--- BEGIN Text provided ---
Gelli Fach

Gelli Fach

I'm a cell, I'm fragmented, I change my form;
I'm a repository of song, I'm a dynamic state.
I love a wooded slope and a snug shelter,
and a creative poet who doesn't buy his advancement.

Wyf kell, wyf dellt, wyf datweirllet;
wyf llogell kerd, wyf lle ynnyet.
Karaf-y gorwyd a goreil clyt,
a bard a bryt ny pryn y ret.


From: Legendary Poems from the Book of Taliesin, edited and translated by Marged Haycock





Sunday 17 November 2013

Autumn: A Janus Time





When I opened my curtains this morning I gasped in awe at the scene in front of me. All the different leaves of  the trees and bushes (cherry, beech, birch, forsythia, ash, blackthorn) - the flowers and plants (evening primrose, cranesbill, strawberry, iris, lady's mantle) - are decaying in their own time, at different rates and showing different colours, giving the most rich and glorious mottled effect like a Pointillist painting. The picture above, although not of the view from my window, gives you some idea.

This time last year, on an autumn walk, I was struck by the fact that the path I was walking was thick mud with discarded leaves trampled into it in places and littered here and there were acorns, beechnuts and sycamore seeds; the dying and the promise of new life both abundant. The following poem tries to express my meditation on this.


A Janus Time

Acorns and beechnuts are gracing the woods
while discarded leaves enshroud the land,
mulching the pathways yet to be walked

This is the falling time, the time of seeds,
a Janus-time of living and dying,
a threshold season.
--- END Text provided ---
--- BEGIN Provided data ---
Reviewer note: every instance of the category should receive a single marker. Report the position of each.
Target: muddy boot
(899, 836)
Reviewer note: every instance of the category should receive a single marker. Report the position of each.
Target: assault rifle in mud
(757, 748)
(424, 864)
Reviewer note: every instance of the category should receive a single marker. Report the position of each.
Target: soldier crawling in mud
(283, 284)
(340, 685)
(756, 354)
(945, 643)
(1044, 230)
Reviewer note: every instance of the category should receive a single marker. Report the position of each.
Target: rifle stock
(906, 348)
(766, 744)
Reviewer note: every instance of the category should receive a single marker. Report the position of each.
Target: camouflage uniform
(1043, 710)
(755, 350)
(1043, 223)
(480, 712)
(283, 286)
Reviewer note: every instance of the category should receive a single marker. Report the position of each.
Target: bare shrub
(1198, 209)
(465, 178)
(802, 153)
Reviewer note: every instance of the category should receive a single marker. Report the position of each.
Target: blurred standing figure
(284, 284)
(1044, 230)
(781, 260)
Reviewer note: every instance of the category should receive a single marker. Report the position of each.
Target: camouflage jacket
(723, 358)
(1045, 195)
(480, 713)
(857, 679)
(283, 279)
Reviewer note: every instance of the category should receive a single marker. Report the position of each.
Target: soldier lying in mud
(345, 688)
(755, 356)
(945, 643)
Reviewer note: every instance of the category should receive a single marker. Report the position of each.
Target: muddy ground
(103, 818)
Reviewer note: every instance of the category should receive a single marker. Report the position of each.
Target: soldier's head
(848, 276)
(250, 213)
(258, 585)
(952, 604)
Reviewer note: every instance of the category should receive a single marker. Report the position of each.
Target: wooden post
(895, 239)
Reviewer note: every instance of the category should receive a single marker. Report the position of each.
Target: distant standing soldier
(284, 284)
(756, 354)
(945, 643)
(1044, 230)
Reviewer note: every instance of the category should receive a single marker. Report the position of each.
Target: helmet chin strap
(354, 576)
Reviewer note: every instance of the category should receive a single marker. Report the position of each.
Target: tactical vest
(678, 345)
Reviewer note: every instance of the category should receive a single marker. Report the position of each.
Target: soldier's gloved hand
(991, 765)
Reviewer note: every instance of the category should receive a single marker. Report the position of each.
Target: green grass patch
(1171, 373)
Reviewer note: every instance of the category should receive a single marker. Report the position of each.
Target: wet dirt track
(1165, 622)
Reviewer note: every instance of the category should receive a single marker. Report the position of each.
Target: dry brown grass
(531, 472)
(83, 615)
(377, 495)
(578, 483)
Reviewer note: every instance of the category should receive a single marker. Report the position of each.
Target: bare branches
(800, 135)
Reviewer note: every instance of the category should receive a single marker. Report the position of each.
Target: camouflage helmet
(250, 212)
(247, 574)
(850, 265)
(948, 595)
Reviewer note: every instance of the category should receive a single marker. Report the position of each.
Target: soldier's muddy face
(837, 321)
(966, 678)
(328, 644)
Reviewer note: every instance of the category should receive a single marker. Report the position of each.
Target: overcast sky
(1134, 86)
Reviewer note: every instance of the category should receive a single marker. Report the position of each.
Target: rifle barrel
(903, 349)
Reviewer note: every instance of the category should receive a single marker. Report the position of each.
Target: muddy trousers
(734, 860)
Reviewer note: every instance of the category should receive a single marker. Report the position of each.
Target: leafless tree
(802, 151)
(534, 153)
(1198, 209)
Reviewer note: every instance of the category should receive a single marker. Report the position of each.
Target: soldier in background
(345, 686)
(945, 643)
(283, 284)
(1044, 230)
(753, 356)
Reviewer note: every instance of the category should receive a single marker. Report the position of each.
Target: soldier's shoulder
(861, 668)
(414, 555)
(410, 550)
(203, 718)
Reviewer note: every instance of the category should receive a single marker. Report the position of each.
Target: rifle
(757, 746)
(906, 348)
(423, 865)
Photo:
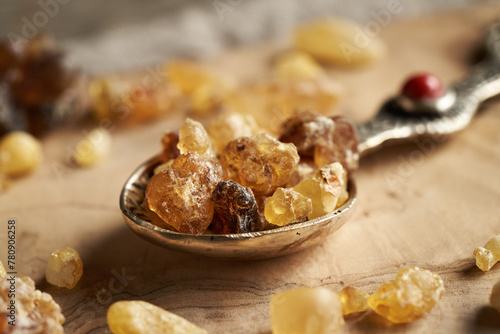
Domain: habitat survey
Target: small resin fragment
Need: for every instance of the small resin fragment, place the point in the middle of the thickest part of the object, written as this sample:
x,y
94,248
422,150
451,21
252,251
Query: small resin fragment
x,y
326,187
341,147
271,102
194,138
306,311
20,153
353,300
169,143
297,65
338,42
305,168
35,311
485,259
65,268
3,273
138,317
287,206
180,195
93,148
235,209
230,126
261,162
413,292
495,296
130,100
203,87
305,130
487,256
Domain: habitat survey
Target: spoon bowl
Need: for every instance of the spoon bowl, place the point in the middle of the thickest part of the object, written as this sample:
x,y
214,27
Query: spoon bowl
x,y
254,245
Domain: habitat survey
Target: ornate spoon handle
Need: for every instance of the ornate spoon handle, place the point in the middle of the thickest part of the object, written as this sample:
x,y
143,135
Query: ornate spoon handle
--- END Provided data ---
### What is asked
Summarize the Gelli Fach page in three sentences.

### Finished answer
The page opens with a short verse, given in English and in Welsh, from Legendary Poems from the Book of Taliesin, edited and translated by Marged Haycock, in which the speaker claims to be a repository of song and to love a wooded slope and a creative poet. A post dated Sunday 17 November 2013, titled "Autumn: A Janus Time," follows, in which the writer describes the leaves and plants outside the window decaying at different rates and in different colors, like a Pointillist painting. The writer then recalls an autumn walk the previous year on a muddy path strewn with fallen leaves, acorns, beechnuts and sycamore seeds, and presents a poem calling the season a Janus-time of living and dying.